» **STATED GOAL**: Can you quote the lines below exactly, starting at the line with "find | forest" and going through the last one?

- - -

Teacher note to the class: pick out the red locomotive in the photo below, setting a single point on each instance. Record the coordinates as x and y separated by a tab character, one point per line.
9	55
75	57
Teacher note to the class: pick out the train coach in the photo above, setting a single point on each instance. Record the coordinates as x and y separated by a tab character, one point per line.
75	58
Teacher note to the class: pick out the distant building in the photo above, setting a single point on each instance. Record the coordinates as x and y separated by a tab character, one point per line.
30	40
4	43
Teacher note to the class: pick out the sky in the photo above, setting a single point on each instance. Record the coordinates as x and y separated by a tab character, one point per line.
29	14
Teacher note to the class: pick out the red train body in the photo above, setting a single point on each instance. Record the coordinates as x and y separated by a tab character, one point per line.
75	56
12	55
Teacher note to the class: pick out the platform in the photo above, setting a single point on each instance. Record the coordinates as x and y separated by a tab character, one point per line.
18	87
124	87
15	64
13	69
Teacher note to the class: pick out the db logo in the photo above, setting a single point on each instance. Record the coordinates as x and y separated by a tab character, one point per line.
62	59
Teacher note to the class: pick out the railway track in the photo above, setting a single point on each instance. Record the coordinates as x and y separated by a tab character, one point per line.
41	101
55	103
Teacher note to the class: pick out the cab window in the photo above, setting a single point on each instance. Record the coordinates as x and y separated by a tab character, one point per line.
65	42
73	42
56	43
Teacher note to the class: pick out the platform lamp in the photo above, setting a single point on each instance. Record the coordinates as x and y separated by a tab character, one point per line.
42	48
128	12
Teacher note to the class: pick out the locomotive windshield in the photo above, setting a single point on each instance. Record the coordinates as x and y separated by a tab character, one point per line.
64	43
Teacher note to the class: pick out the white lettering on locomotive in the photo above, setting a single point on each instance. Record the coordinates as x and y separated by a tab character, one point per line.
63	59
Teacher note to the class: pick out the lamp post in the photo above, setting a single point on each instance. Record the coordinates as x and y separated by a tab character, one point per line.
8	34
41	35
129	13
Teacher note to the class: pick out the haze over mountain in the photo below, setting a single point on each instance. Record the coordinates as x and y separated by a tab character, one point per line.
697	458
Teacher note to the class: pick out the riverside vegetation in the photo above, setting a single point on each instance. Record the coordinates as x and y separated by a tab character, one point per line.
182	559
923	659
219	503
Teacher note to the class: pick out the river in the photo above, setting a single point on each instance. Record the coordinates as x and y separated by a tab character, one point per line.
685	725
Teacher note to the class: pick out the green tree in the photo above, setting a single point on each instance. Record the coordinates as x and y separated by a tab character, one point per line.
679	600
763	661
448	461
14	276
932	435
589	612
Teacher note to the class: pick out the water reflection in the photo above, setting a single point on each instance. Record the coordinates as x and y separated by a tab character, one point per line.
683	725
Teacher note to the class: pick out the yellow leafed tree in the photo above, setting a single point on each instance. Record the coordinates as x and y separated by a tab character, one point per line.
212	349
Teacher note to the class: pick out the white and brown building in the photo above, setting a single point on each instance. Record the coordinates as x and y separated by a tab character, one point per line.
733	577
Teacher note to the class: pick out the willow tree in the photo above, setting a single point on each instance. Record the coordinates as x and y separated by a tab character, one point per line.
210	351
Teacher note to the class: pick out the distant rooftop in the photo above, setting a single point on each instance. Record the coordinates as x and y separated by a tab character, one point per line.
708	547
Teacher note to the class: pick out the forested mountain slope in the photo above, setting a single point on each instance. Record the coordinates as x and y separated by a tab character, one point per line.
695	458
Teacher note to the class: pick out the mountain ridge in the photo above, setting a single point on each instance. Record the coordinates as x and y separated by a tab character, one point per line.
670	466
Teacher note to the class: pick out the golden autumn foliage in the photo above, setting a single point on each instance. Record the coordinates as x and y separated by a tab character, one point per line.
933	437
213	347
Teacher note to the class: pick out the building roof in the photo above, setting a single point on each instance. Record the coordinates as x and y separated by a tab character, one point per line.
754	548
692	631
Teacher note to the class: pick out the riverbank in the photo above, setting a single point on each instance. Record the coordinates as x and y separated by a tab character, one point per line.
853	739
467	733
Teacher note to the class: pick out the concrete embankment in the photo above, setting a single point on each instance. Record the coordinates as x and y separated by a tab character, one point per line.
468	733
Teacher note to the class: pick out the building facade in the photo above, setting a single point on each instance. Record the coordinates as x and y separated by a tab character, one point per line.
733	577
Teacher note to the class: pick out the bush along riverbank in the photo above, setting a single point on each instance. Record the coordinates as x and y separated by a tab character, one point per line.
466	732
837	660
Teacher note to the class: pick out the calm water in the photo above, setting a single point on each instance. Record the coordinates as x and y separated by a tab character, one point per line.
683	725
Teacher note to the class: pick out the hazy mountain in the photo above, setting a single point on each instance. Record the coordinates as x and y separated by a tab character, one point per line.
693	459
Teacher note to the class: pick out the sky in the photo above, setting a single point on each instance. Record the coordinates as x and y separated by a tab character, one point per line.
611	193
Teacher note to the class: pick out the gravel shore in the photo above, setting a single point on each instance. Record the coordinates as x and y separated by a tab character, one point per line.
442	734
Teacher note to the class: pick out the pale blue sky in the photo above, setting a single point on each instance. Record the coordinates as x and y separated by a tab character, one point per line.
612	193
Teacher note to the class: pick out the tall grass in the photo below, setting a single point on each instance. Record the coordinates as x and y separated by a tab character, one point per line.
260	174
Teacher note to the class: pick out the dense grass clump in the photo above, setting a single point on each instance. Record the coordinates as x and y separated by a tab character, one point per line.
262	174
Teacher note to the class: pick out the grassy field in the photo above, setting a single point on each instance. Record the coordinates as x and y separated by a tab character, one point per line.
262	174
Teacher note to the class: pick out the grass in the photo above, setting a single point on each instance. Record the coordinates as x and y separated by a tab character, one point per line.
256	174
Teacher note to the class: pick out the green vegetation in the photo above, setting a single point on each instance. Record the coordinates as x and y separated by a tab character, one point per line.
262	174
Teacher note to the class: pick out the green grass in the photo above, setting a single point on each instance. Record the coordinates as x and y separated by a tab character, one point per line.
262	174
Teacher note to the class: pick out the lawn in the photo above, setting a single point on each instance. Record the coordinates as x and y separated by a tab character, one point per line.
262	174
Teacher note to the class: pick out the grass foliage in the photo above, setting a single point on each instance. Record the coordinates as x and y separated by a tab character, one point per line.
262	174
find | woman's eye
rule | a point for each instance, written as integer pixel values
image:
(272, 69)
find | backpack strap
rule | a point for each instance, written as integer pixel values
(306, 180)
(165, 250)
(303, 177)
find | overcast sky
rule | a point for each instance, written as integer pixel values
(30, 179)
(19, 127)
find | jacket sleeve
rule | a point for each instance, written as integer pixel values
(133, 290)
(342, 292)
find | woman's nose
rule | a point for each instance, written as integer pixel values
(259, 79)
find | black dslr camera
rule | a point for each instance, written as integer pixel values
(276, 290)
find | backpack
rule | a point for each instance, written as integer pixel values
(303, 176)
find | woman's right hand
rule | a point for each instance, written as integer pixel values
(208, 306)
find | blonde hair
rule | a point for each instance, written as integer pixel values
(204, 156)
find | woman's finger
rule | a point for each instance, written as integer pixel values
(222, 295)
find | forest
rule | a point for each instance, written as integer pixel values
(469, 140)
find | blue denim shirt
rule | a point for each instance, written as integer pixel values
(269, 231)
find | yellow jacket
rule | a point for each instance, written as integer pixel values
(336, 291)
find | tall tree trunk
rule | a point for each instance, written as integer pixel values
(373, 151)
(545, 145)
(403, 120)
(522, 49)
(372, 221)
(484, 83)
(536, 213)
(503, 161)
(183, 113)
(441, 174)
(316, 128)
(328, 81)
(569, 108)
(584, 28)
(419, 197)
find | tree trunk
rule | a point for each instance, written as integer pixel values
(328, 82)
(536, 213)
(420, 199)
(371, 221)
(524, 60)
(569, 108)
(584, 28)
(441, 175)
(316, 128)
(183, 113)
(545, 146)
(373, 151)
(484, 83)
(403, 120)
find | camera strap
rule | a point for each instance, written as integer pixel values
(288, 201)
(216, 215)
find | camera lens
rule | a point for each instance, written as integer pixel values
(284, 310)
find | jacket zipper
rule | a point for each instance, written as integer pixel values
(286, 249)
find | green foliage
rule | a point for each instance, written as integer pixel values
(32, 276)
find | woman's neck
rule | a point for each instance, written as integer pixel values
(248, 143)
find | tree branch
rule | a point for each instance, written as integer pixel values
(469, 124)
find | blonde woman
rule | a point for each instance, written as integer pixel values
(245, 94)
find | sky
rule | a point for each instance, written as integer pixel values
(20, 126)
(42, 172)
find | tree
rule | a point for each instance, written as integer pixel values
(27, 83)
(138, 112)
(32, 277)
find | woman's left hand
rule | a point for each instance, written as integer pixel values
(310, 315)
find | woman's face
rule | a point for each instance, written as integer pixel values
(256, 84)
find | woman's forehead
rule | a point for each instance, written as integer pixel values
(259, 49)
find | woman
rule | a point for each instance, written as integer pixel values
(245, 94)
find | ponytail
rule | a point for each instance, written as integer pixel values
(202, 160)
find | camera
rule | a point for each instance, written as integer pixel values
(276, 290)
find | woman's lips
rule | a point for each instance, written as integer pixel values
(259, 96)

- - -

» **FINAL RESULT**:
find | forest
rule | a point for each instance, written as integer pixel values
(469, 140)
find | blue denim shirt
rule | a point for each instance, written as integer pixel values
(269, 231)
find | yellow jacket
rule | a point for each instance, written as integer pixel values
(336, 291)
find | tall tree trunk
rule | a point for each instance, written as integer pixel values
(373, 151)
(545, 145)
(403, 120)
(522, 49)
(372, 221)
(484, 83)
(536, 213)
(503, 161)
(183, 113)
(441, 174)
(316, 128)
(328, 81)
(569, 108)
(584, 28)
(419, 197)
find | tree trunk
rule | a point for each instance, written as integer pixel values
(328, 82)
(536, 213)
(420, 199)
(371, 221)
(524, 60)
(569, 108)
(584, 28)
(441, 175)
(316, 128)
(183, 113)
(545, 146)
(373, 151)
(484, 83)
(403, 120)
find | camera strap
rule | a point for each instance, written as integer pixel values
(288, 201)
(216, 215)
find | camera lens
rule | a point for each instance, written as integer pixel values
(284, 310)
find | jacket zipper
rule | a point for each instance, written as integer pixel values
(286, 249)
find | green foliage
rule | a point for each instance, written as integer pixel values
(32, 276)
find | woman's neck
rule | a point for each instance, written as integer pixel values
(248, 143)
find | tree branch
rule | a point for each instance, written as integer pixel values
(469, 124)
find | blonde woman
rule | a point for each instance, written as integer pixel values
(245, 94)
find | sky
rule | a point for each instance, written as integer pixel values
(20, 126)
(42, 172)
find | tree
rule | a point for each instance, written as integer pixel values
(27, 83)
(138, 112)
(32, 277)
find | woman's left hand
rule | a point for each instance, written as integer pixel values
(310, 315)
find | woman's face
rule | a point for each instance, written as integer pixel values
(256, 84)
find | woman's forehead
rule | a point for each instance, written as integer pixel values
(259, 49)
find | woman
rule | a point for each instance, written as integer pixel values
(245, 94)
find | ponytail
rule | a point for each instance, written as integer pixel values
(202, 160)
find | camera
rule | a point for each instance, written as integer pixel values
(276, 290)
find | woman's lips
rule | a point for each instance, written as integer pixel values
(259, 96)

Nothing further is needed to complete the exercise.